→ **THE REQUEST**
Rewrite the data from its first line through the line containing "[[115, 113]]", putting "cirrus cloud" wherever "altocumulus cloud" appears and keeping everything else the same. Give only those lines, without the pictures.

→ **RECORD LIST**
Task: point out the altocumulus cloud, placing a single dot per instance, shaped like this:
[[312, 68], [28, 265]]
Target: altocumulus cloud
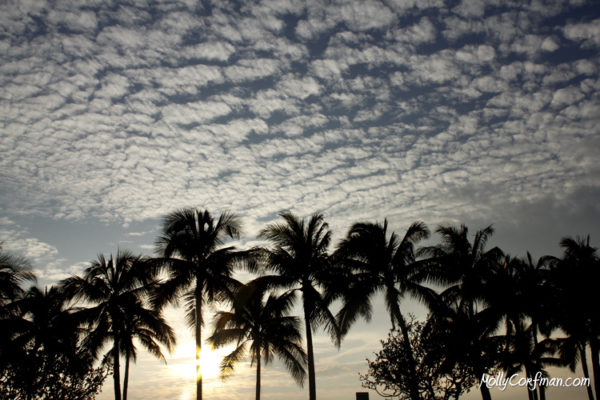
[[430, 109]]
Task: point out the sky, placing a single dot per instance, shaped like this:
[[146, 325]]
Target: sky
[[115, 113]]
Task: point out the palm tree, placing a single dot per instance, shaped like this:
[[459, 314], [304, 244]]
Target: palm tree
[[14, 273], [520, 294], [574, 278], [262, 327], [468, 269], [117, 289], [150, 329], [301, 260], [373, 263], [47, 359], [199, 269]]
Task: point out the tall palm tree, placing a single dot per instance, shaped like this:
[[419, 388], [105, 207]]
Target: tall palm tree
[[264, 328], [374, 262], [300, 258], [48, 360], [574, 278], [468, 269], [199, 268], [117, 289], [520, 294], [15, 272], [149, 328]]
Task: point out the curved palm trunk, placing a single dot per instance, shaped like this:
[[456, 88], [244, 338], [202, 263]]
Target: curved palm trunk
[[116, 372], [312, 387], [594, 349], [126, 379], [414, 391], [586, 372], [198, 341], [485, 392], [258, 375]]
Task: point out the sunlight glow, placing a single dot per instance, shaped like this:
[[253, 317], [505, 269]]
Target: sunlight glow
[[183, 363]]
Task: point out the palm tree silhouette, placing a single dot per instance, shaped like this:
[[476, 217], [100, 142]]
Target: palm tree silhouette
[[468, 269], [301, 260], [372, 262], [198, 268], [149, 328], [520, 294], [14, 273], [262, 327], [48, 360], [117, 289], [575, 279]]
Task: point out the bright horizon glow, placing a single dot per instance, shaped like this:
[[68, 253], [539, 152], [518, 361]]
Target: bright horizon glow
[[183, 364]]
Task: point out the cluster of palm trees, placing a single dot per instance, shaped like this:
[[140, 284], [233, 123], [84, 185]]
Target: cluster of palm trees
[[492, 311]]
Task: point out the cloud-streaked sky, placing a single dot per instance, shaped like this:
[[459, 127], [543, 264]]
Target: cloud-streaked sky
[[114, 113]]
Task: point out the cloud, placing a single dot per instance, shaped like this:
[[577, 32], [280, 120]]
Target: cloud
[[367, 109]]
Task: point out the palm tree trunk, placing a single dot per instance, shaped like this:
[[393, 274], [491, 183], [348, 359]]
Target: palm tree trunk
[[126, 379], [312, 387], [258, 375], [116, 372], [586, 372], [414, 391], [198, 340], [485, 392], [595, 363]]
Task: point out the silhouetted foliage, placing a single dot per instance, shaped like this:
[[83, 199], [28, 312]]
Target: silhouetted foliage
[[389, 373], [46, 358], [300, 257], [259, 323], [200, 269]]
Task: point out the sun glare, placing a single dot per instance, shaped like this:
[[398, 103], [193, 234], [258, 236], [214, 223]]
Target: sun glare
[[183, 364]]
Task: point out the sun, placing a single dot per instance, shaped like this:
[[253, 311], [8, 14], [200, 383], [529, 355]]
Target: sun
[[183, 363]]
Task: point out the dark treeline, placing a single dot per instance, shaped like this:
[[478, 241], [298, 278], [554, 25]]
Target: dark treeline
[[489, 312]]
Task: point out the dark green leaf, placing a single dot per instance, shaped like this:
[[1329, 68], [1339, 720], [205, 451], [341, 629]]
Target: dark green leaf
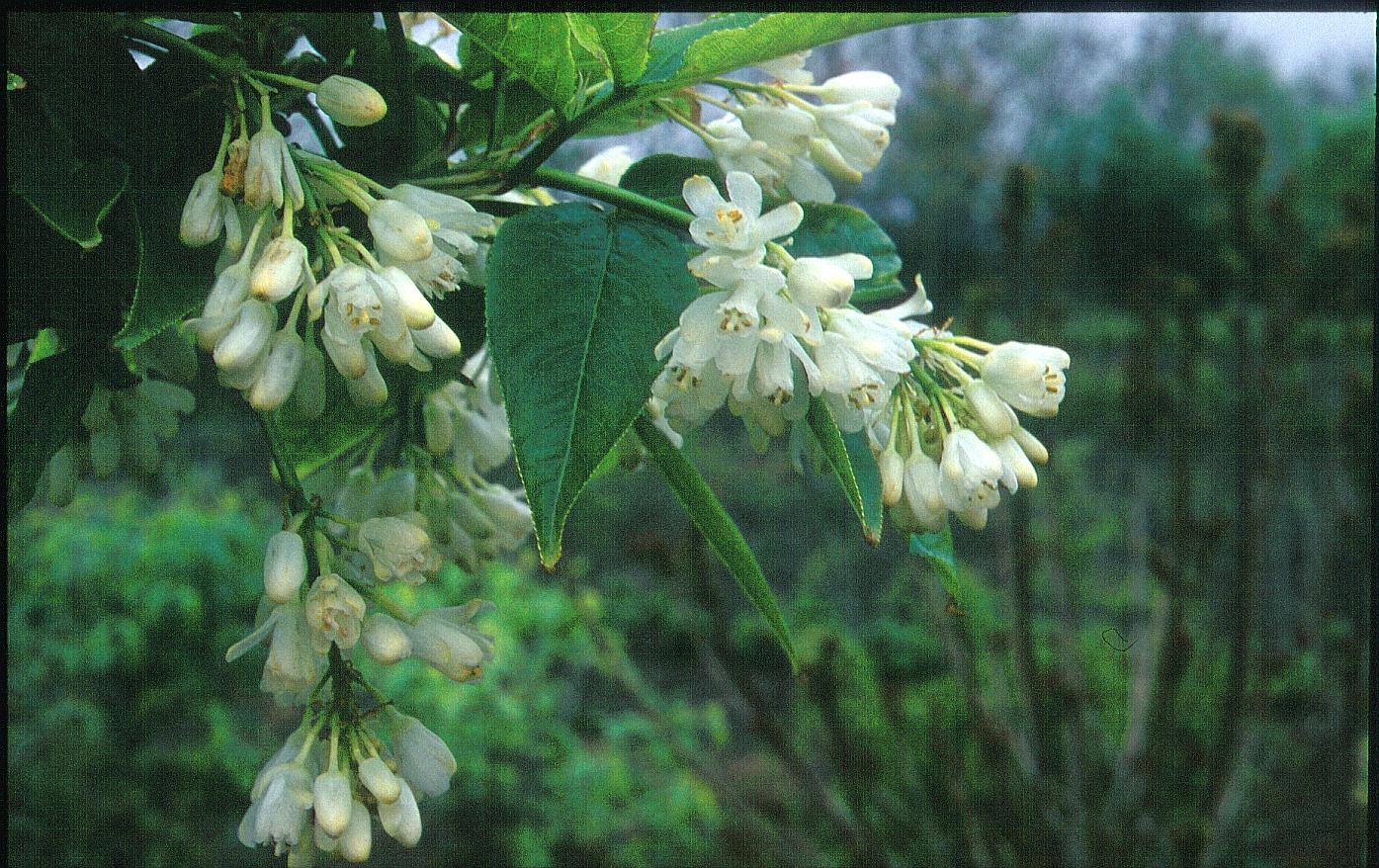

→ **FINAL ANSWER**
Task: point out the cirrus cloud, placing a single dot per instance, shaped like this:
[[312, 68], [28, 265]]
Target: cirrus cloud
[[430, 109]]
Task: point out the sky, placing a single dot per instance, shaped like this:
[[146, 325]]
Target: sky
[[115, 113]]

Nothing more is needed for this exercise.